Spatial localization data
.....

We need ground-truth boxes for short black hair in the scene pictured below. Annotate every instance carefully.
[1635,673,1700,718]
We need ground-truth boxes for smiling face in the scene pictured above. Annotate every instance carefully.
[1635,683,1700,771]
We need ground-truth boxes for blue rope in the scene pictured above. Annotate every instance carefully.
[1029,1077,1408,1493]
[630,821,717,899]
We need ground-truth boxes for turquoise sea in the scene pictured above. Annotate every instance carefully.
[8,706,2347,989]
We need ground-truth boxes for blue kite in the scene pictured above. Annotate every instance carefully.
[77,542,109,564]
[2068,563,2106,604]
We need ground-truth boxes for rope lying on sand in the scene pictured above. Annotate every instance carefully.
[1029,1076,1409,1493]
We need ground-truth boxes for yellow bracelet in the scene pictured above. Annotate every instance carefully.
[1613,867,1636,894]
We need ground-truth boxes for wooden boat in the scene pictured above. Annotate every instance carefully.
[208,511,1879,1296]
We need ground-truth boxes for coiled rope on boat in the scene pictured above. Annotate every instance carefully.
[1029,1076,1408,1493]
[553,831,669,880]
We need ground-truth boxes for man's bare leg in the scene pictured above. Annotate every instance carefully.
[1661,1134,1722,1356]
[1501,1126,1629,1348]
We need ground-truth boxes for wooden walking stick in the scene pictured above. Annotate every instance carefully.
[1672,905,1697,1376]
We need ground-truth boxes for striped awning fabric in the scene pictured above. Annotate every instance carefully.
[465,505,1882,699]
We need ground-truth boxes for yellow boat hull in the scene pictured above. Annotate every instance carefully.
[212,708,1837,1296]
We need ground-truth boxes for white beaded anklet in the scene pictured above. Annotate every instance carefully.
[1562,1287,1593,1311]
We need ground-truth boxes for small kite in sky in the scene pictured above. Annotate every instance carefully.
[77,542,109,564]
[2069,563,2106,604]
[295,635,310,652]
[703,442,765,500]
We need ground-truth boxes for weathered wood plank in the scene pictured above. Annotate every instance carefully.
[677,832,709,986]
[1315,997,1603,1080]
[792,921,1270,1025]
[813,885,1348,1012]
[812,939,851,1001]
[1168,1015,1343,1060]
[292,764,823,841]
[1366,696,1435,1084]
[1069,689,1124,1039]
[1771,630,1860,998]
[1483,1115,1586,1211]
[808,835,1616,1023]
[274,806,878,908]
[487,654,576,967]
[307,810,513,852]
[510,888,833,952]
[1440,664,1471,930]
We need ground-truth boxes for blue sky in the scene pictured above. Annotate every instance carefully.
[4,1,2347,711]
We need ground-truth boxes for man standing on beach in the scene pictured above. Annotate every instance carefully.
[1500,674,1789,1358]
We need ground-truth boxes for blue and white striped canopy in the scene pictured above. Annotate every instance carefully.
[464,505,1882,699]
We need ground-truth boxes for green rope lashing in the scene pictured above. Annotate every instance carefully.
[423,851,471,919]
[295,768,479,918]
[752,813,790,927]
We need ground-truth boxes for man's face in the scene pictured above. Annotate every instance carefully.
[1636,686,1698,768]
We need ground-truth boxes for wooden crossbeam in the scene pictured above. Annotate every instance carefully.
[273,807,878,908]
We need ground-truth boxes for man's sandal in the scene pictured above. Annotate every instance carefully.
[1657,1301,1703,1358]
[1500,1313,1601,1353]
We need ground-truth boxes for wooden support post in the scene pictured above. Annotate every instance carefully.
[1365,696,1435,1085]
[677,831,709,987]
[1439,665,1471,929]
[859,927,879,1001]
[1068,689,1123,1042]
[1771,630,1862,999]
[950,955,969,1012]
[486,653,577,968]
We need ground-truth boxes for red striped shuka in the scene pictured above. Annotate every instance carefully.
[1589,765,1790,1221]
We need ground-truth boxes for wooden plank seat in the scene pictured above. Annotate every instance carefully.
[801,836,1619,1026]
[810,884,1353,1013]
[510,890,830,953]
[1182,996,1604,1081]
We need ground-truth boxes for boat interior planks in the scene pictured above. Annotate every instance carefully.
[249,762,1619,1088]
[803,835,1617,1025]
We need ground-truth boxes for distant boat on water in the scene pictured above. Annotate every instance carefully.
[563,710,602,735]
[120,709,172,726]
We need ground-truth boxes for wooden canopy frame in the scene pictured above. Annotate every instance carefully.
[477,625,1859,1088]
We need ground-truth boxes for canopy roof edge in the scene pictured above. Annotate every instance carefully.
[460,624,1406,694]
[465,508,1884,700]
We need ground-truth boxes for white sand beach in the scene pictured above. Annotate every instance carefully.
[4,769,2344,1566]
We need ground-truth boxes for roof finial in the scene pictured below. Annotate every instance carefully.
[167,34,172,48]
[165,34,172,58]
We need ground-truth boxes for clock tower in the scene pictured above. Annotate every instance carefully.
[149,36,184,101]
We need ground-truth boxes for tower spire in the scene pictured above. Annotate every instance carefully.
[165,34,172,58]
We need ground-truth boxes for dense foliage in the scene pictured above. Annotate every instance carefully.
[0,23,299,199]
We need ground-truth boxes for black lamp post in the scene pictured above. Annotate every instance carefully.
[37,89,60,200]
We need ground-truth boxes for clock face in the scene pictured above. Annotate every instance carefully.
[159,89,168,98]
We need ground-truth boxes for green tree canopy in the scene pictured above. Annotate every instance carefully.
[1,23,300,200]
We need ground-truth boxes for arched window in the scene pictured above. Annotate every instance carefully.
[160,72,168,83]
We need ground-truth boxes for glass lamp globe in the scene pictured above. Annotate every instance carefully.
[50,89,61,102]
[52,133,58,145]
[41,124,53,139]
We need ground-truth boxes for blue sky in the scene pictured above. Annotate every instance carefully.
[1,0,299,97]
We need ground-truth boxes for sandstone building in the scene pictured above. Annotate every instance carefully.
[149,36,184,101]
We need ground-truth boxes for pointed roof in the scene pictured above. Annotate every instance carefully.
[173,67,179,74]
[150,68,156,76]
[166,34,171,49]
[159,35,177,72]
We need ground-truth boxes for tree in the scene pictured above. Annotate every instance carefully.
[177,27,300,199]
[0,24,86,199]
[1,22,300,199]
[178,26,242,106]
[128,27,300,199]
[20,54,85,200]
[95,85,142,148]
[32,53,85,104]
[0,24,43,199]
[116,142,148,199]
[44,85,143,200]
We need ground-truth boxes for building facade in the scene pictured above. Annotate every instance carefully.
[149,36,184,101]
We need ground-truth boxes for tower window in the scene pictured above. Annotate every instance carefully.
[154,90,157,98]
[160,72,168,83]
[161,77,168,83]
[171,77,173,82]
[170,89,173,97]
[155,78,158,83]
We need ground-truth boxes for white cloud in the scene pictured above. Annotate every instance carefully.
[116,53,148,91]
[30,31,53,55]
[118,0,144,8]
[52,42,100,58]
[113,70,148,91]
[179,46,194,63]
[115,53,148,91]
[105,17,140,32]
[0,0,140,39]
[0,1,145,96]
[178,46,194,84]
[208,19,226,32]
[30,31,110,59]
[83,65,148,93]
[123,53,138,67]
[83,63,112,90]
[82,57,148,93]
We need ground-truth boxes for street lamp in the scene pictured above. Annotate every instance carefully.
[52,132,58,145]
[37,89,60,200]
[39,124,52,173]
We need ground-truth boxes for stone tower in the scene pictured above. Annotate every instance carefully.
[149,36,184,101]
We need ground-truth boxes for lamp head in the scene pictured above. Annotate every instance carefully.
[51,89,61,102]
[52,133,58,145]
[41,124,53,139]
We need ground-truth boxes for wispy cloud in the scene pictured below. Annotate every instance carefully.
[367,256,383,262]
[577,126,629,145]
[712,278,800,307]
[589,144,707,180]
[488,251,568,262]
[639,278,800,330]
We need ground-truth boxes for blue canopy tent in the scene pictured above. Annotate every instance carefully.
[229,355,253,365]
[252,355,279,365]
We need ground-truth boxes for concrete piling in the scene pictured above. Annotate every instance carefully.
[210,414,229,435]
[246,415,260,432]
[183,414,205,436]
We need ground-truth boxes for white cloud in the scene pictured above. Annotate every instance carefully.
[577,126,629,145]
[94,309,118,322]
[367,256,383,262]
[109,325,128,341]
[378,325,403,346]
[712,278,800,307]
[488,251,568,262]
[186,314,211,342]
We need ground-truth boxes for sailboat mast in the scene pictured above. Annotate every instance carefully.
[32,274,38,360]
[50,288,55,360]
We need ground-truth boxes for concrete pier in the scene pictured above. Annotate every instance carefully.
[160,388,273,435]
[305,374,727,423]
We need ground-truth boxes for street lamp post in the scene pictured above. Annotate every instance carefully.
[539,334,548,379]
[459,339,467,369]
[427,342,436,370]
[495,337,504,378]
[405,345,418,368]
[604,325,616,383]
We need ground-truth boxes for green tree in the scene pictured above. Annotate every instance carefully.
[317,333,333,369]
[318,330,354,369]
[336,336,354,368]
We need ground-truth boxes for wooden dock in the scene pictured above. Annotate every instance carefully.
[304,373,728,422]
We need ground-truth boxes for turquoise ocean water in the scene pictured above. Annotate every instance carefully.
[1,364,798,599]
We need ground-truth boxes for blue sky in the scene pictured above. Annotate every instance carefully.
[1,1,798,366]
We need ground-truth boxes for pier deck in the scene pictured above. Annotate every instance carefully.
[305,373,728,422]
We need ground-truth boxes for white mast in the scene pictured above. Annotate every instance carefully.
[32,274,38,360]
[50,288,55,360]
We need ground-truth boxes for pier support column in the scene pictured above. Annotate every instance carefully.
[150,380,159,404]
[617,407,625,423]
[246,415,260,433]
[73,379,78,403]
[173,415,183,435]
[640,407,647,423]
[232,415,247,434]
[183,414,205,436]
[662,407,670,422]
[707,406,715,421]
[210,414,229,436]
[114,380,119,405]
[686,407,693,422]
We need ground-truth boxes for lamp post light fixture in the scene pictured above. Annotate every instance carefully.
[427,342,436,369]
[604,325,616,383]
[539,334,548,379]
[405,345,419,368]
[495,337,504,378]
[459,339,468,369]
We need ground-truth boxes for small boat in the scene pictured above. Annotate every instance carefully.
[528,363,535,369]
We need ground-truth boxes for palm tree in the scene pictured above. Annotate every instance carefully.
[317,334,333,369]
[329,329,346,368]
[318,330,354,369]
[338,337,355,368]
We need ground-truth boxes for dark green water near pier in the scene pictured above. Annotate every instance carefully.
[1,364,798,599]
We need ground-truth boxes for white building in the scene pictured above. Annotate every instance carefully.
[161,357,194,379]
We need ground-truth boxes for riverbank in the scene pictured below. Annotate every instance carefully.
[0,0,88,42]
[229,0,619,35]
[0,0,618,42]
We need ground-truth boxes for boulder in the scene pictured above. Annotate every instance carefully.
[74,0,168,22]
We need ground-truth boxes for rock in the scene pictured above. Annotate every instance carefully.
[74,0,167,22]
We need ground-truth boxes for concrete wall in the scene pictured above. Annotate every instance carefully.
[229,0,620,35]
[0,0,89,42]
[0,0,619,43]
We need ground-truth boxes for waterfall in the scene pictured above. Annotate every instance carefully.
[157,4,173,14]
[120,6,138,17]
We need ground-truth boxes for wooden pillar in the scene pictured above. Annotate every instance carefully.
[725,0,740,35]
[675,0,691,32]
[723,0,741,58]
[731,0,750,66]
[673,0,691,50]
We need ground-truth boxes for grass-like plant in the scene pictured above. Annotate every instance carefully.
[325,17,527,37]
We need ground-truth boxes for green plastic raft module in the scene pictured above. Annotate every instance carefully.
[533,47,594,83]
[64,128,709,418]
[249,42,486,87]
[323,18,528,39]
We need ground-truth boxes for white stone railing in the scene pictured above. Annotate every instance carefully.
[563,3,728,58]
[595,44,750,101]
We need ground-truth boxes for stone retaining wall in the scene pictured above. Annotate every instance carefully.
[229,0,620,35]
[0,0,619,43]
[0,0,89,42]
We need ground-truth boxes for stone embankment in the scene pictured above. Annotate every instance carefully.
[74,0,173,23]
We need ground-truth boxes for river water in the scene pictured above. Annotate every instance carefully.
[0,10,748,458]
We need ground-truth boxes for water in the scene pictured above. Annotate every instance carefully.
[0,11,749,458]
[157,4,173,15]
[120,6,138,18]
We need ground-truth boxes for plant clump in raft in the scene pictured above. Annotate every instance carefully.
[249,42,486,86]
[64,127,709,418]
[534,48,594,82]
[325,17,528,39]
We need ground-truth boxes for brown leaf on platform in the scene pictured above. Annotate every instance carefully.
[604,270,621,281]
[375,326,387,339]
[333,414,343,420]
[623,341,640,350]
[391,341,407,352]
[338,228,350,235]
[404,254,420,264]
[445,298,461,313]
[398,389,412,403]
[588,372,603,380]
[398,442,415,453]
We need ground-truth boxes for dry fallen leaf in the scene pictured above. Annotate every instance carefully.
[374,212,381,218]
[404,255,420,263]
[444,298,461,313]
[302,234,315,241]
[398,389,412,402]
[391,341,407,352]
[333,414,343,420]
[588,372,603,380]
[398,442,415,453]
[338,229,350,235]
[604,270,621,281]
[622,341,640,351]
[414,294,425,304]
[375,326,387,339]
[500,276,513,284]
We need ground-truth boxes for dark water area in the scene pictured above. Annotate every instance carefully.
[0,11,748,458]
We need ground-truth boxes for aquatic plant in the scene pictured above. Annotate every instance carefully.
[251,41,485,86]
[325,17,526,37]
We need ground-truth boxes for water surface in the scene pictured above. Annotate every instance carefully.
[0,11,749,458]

.....

* _Work order_
The line with "We need ground-truth boxes for dark water", the last line of the data above, and every line between them should be duplicated exactly, with nothing else.

* _Result below_
We need ground-truth boxes for dark water area in the scene pictured above. Annotate every instance carefully.
[0,11,748,458]
We need ground-truth boxes for aquatic plant in the scene pictured above. Annotate every instance carefully.
[251,41,485,86]
[325,17,526,37]
We need ground-truth boxes for water surface in the scene pictured above. Annotate every instance carefully.
[0,11,749,458]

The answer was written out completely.